(ABOUT THIS TASK):
After locating the line containing "box: [599, 393, 764, 552]", transcribe that line and all following lines exactly, stopping only at the end of the records.

(INFORMATION GIVEN):
"""
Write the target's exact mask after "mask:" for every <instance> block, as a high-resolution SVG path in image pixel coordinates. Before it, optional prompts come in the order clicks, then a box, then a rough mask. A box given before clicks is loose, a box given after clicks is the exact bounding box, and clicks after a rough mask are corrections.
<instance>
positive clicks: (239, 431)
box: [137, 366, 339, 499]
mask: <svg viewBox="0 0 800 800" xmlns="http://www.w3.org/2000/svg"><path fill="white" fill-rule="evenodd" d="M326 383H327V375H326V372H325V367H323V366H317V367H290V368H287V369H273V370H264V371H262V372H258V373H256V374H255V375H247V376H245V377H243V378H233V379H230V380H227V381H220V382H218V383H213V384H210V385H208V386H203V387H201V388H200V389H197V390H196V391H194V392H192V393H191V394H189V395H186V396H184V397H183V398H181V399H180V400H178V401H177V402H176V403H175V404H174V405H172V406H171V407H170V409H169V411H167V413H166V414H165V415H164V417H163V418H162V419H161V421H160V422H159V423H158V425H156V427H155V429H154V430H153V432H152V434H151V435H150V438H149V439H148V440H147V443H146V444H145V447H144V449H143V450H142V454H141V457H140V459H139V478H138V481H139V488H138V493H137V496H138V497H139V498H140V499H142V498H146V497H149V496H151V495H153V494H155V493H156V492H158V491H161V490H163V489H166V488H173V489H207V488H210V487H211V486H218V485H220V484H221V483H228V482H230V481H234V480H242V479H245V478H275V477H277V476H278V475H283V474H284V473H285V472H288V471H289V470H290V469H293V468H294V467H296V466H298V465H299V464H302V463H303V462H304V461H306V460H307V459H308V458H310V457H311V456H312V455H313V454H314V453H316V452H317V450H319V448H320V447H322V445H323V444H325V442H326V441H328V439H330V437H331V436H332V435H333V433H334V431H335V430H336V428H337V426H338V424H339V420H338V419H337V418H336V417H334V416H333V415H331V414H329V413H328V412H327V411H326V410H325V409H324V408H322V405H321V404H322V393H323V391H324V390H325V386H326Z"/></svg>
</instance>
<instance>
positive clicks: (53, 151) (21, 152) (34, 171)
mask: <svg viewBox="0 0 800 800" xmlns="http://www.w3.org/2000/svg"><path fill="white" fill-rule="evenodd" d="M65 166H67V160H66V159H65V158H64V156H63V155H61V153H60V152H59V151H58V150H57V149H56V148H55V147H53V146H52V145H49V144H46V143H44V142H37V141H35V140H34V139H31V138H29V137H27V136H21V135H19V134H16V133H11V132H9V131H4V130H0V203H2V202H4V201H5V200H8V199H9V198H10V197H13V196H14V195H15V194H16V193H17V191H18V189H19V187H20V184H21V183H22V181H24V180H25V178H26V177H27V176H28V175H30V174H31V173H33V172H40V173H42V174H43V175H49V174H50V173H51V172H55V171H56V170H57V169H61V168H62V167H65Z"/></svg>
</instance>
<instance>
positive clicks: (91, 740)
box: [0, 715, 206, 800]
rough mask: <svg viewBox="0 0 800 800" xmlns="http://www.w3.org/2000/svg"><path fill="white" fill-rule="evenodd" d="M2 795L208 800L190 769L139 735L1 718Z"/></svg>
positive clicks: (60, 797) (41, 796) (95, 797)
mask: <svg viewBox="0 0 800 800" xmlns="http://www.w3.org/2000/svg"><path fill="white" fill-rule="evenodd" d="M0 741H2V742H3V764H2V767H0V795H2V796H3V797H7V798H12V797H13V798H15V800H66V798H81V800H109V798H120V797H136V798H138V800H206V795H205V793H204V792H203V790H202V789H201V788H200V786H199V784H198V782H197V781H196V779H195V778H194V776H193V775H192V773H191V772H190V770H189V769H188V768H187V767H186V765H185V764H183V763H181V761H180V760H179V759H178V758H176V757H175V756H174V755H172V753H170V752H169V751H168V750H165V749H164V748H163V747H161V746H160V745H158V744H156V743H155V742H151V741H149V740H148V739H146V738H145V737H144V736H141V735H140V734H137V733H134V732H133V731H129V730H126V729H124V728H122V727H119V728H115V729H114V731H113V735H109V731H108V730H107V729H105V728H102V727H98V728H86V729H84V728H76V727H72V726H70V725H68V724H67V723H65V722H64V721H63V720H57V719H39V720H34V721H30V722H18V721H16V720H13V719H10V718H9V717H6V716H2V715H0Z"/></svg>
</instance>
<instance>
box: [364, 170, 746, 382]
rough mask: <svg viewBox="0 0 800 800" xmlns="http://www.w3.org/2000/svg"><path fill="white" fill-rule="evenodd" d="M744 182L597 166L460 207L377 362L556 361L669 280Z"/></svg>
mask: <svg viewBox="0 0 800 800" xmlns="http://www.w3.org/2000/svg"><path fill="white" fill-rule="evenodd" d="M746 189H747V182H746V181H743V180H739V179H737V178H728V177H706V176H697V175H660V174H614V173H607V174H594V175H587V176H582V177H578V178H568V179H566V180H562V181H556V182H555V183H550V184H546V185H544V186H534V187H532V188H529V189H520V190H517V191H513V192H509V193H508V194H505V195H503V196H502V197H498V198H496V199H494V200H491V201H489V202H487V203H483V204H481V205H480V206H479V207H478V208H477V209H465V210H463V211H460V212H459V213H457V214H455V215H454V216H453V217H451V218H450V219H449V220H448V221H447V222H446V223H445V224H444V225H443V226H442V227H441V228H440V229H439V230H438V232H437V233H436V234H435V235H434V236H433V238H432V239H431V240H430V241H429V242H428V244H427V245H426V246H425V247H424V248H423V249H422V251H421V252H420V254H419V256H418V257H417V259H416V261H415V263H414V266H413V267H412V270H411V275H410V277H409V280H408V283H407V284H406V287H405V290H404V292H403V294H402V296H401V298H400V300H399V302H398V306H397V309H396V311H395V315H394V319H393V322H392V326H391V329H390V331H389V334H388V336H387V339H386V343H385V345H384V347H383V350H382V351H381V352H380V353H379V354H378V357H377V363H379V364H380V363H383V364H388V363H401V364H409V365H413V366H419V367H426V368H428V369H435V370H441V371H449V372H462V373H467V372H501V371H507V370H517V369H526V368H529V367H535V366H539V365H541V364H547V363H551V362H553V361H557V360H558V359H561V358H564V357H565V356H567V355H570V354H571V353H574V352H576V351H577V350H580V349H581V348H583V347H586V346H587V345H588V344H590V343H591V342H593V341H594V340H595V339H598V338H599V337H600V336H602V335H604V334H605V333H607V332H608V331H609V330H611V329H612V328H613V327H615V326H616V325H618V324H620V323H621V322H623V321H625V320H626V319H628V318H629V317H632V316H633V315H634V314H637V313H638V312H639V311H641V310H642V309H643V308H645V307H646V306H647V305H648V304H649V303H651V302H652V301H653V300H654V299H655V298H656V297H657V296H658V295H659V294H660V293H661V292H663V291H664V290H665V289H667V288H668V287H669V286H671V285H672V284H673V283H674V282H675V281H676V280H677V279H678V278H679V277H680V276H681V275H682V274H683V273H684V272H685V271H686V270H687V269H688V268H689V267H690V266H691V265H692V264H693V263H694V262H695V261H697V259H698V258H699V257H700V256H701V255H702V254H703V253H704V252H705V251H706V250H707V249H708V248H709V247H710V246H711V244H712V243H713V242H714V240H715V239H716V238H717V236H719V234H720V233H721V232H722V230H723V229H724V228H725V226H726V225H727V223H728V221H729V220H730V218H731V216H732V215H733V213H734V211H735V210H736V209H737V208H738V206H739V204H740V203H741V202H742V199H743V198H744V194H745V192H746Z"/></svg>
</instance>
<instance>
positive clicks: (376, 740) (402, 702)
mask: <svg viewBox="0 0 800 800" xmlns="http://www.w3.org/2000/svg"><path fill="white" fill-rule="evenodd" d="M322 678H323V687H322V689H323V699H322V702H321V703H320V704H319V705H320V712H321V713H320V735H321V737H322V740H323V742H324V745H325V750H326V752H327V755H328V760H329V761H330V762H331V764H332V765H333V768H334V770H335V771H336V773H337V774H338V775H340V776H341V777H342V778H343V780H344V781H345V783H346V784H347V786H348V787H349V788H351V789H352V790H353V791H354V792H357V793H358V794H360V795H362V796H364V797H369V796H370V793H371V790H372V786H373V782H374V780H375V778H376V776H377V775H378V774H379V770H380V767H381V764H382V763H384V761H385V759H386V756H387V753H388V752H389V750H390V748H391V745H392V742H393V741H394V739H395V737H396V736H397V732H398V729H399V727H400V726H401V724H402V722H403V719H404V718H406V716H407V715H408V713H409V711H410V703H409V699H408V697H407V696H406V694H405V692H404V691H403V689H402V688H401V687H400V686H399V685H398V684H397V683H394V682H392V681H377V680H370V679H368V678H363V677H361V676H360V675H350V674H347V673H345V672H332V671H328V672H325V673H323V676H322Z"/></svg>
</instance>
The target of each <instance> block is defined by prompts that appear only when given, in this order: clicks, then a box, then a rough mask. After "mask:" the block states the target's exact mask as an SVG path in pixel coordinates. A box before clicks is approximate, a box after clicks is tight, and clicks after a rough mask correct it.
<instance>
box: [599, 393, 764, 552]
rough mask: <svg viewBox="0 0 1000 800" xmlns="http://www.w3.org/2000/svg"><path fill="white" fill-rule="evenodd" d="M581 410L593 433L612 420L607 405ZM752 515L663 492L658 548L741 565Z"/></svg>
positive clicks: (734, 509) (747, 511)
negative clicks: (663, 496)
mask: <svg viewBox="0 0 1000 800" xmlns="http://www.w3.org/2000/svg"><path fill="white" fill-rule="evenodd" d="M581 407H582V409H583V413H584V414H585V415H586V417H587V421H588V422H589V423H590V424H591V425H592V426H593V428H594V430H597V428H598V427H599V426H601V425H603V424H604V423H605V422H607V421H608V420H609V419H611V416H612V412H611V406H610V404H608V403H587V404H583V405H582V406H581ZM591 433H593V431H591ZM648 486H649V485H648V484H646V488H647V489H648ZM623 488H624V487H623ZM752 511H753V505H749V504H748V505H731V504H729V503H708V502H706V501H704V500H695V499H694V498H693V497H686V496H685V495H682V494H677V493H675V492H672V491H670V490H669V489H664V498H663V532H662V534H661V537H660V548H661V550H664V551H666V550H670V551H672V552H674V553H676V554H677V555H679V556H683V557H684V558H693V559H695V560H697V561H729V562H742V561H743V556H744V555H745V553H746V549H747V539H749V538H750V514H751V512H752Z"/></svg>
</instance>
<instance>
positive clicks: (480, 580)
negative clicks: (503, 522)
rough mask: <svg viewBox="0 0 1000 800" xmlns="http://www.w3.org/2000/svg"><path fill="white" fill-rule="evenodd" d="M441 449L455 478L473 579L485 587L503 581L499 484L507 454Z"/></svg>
"""
(FINISHED EXERCISE):
box: [599, 393, 764, 552]
rough mask: <svg viewBox="0 0 1000 800" xmlns="http://www.w3.org/2000/svg"><path fill="white" fill-rule="evenodd" d="M581 410L593 433L612 420L607 405ZM752 515L663 492L658 548L741 565Z"/></svg>
positive clicks: (734, 509) (747, 511)
negative clicks: (663, 496)
mask: <svg viewBox="0 0 1000 800" xmlns="http://www.w3.org/2000/svg"><path fill="white" fill-rule="evenodd" d="M581 407H582V409H583V413H584V414H585V415H586V417H587V421H588V422H589V423H590V424H591V425H592V426H593V428H594V430H597V428H598V427H599V426H601V425H603V424H604V423H605V422H607V421H608V420H609V419H611V416H612V412H611V406H610V404H608V403H587V404H583V405H582V406H581ZM591 433H593V431H591ZM648 486H649V485H648V484H646V488H647V489H648ZM623 488H624V487H623ZM752 511H753V505H749V504H748V505H731V504H729V503H708V502H706V501H704V500H695V499H694V498H693V497H686V496H685V495H682V494H677V493H675V492H672V491H670V490H669V489H664V498H663V532H662V534H661V537H660V548H661V550H664V551H666V550H670V551H672V552H674V553H676V554H677V555H679V556H683V557H684V558H693V559H695V560H697V561H729V562H742V561H743V556H744V555H745V553H746V549H747V539H749V538H750V514H751V512H752Z"/></svg>
</instance>
<instance>
positive clicks: (480, 580)
negative clicks: (503, 522)
rough mask: <svg viewBox="0 0 1000 800" xmlns="http://www.w3.org/2000/svg"><path fill="white" fill-rule="evenodd" d="M441 449L455 478L473 579L485 587L503 581L499 484L507 454Z"/></svg>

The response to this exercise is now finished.